● **Records**:
########################################

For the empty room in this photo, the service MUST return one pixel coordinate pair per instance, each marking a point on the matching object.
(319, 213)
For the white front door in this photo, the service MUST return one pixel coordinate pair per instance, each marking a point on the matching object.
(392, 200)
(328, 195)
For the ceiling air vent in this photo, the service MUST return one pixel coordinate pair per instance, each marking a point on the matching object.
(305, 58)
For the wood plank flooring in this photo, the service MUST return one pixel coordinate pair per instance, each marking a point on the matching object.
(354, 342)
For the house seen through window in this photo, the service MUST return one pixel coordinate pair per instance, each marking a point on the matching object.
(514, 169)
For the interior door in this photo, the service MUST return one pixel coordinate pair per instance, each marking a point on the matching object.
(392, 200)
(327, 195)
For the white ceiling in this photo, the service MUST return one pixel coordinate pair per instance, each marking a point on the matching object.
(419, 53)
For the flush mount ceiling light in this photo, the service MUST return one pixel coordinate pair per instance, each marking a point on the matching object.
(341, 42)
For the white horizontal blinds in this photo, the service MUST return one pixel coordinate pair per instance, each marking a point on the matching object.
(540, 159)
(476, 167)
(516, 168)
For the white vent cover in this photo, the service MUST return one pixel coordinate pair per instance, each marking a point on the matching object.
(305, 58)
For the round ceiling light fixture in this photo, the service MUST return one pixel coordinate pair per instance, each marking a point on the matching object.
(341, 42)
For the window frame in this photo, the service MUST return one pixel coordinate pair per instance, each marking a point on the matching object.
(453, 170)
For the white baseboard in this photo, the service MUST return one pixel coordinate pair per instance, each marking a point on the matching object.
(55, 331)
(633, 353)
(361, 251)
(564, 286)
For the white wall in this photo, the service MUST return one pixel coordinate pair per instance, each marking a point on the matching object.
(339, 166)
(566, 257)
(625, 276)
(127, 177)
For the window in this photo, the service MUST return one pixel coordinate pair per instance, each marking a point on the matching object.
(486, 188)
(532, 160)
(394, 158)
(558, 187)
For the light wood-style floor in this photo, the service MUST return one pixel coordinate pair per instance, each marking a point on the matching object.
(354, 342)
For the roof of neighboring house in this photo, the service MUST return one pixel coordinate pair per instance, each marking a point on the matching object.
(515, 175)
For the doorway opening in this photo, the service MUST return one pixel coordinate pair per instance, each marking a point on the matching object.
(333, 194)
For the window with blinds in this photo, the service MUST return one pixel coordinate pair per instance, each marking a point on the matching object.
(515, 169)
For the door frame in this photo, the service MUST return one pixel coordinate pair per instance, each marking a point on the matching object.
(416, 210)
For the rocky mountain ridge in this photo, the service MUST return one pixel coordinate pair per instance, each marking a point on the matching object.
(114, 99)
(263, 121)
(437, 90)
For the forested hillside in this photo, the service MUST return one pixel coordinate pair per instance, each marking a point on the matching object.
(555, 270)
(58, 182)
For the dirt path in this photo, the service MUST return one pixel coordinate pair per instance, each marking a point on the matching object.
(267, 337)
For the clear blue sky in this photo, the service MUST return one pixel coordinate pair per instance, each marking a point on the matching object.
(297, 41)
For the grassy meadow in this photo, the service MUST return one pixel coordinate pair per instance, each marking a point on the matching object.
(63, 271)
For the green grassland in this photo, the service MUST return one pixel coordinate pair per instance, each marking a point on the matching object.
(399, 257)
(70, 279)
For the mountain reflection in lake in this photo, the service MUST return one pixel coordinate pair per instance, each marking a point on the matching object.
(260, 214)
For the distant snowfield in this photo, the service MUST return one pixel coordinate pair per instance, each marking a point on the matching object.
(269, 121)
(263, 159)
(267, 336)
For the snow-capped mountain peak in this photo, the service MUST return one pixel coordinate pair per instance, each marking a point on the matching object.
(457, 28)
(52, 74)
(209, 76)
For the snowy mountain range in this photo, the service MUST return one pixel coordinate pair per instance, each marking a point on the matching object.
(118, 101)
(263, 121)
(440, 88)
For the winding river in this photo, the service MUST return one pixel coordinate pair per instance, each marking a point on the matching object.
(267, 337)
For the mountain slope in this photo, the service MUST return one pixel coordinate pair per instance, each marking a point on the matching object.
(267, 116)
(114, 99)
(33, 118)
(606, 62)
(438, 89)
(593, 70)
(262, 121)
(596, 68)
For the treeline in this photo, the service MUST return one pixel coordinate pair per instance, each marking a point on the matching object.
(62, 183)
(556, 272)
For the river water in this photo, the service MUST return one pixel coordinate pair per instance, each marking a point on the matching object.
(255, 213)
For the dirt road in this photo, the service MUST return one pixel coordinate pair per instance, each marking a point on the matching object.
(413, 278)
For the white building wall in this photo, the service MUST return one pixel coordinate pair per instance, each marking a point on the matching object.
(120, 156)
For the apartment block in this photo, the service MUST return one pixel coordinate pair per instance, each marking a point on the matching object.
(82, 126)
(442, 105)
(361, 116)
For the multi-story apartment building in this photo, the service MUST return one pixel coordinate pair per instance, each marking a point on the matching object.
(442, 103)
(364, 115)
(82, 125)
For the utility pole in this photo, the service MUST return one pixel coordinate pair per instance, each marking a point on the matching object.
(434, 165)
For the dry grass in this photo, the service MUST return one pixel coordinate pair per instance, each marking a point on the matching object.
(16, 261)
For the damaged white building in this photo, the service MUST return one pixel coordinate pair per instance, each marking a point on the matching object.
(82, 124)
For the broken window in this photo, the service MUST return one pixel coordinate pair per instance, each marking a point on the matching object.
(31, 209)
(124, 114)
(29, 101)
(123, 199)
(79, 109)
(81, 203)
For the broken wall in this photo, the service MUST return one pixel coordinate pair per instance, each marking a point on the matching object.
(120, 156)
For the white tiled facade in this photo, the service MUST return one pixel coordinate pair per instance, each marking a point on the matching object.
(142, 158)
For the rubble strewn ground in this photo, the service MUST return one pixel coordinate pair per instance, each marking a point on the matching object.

########################################

Extract the listing in its entirety and repeat it exactly.

For the empty room in this photo, the service MUST return one pixel coordinate pair per instance, each marking a point on the matching object.
(319, 213)
For the white front door in this photo, the service MUST return one pixel coordinate pair per instance, each marking a point on the matching object.
(392, 200)
(328, 195)
For the ceiling air vent in this photo, the service MUST return one pixel coordinate pair per instance, each marking a point on the matching object.
(305, 58)
For the wood plank flooring in this photo, the service MUST return one pixel coordinate pair per instance, each marking a point on the matching object.
(354, 342)
For the house seen through window in this photo, the service MUST return one pixel coordinate pair per instance, each marking a point on the matching object.
(514, 169)
For the interior door in this photo, the service MUST return one pixel coordinate pair per instance, each marking a point on the matching object.
(392, 200)
(327, 195)
For the white ceiling in this photo, the service MUST return one pixel coordinate pair per instance, each marking a point on the matching object.
(419, 53)
For the flush mount ceiling light in this photo, the service MUST return one pixel coordinate pair per instance, each marking a point on the matching object.
(341, 42)
For the white horizontal blinds in this photo, the service MUST return one pixel coordinate pair per instance, each marking a point on the matching object.
(540, 159)
(476, 167)
(516, 168)
For the white vent cover in this photo, the service MUST return one pixel coordinate pair per instance, each marking a point on the matching object.
(305, 58)
For the round ceiling light fixture in this photo, the service MUST return one pixel coordinate pair per instance, each marking a point on the matching object.
(341, 42)
For the window frame in this photo, the service MUST return one pixel coordinate pair per instance, each marking a point on the matching object.
(453, 170)
For the white baseboard in this photo, the service MUST return one pixel coordinate pair per instance, each marking a point on the matching object.
(55, 331)
(633, 353)
(361, 251)
(564, 286)
For the white wall in this photo, the service MUST return one pixel coordinate pair per instance, each marking a point on the matching object.
(339, 166)
(566, 257)
(625, 276)
(127, 177)
For the window in this photo, the service MUST return one pixel coordinate pair per instance, each marking a point on the matching object.
(486, 188)
(532, 160)
(394, 158)
(558, 187)
For the light wood-style floor in this photo, the service MUST return one pixel coordinate pair per instance, each marking a point on the matching object.
(354, 342)
For the roof of neighboring house in this photo, the service MUST return one pixel coordinate pair per instance, each marking a point on the matching object.
(515, 175)
For the doorway opening in this photo, the service MUST return one pixel coordinate pair per instance, each marking a point on the matching object.
(333, 194)
For the window with blinds in this photo, the service MUST return one pixel coordinate pair per instance, each marking a point on the matching object.
(515, 169)
For the door frame in this photo, the service MUST return one pixel coordinate pair per instance, each marking a point on the matching object.
(416, 210)
For the rocky mountain ridge in this photo, the service MUST return one pixel coordinate pair per instance, each marking a point on the matching object.
(114, 99)
(263, 121)
(437, 90)
For the forested hillside in this photo, the service MUST return one pixel coordinate pair per instance, each marking a point on the matching object.
(555, 270)
(58, 182)
For the dirt path in this photo, the service MUST return one pixel coordinate pair per instance, each marking a point on the matching object.
(267, 337)
For the clear blue sky in this photo, the service MUST return one pixel coordinate pair per instance, each marking a point on the matching object.
(297, 41)
For the grassy meadow in this photo, the service MUST return one pixel coordinate pair per instance, each marking a point on the matching object.
(63, 271)
For the green grassland in this photo, the service MUST return one pixel coordinate pair per instance, each marking a point on the matching object.
(399, 257)
(70, 279)
For the mountain reflection in lake in this photo, the service MUST return one pixel coordinate pair per instance, each marking a point on the matching object.
(260, 214)
For the distant snowfield in this photo, the service MUST return one pixel coordinate pair per instance, each marking a point on the matching object.
(269, 121)
(263, 159)
(267, 336)
For the snow-capped mountain peak in this photo, the service MUST return one pixel coordinate pair per instance, each marking a point on the matching object.
(457, 28)
(52, 74)
(209, 76)
For the snowy mountain range in this photo, the service MUST return one pixel coordinate pair per instance, each marking a point on the matching object.
(118, 101)
(263, 121)
(440, 88)
For the winding river in this photo, the service MUST return one pixel coordinate pair per instance, each marking a point on the matching object.
(267, 337)
For the mountain slope in this photo, the service MUST return one pixel coordinate pair per instance, each marking a point on the matching object.
(267, 116)
(114, 99)
(33, 118)
(606, 62)
(438, 89)
(593, 70)
(262, 121)
(596, 68)
For the treeline in this photo, the service MUST return one pixel coordinate pair per instance, each marking a point on the matching object.
(62, 183)
(556, 272)
For the river water in this photo, the service MUST return one pixel coordinate pair per instance, each marking a point on the matching object.
(255, 213)
For the dirt road in this photo, the service MUST return one pixel coordinate pair per instance, each marking a point on the matching object.
(413, 278)
For the white building wall in this photo, the service MUST return one pixel coordinate pair per instance, each marking a point on the matching object.
(120, 156)
For the apartment block in this photo, the service MUST return one pixel coordinate pair per instance, each marking a point on the matching object.
(82, 126)
(442, 105)
(361, 116)
For the multi-story apartment building in this photo, the service MUST return one pixel coordinate pair per instance, each marking a point on the matching object.
(442, 103)
(364, 115)
(82, 125)
For the utility pole in this photo, the service MUST return one pixel coordinate pair per instance, each marking a point on the matching object.
(434, 165)
For the dry grass in this photo, the service MUST return one pixel coordinate pair per instance, each marking a point on the matching object.
(16, 261)
For the damaged white building in this photo, the service MUST return one pixel coordinate pair per instance, each marking a point on the matching object.
(82, 124)
For the broken window in this photo, the service MUST return one pixel coordinate pair per instance, each marking a point on the matching object.
(31, 209)
(124, 114)
(29, 101)
(123, 199)
(79, 109)
(81, 203)
For the broken wall in this photo, the service MUST return one pixel coordinate pair per instance, each marking a point on the matching object.
(120, 156)
For the white tiled facade in this photo, the service MUST return one pixel coordinate pair per instance, each marking a point on the matching object.
(142, 158)
For the rubble strewn ground in this photo, the service MUST return one pixel coordinate pair per instance, each marking a point on the matching object.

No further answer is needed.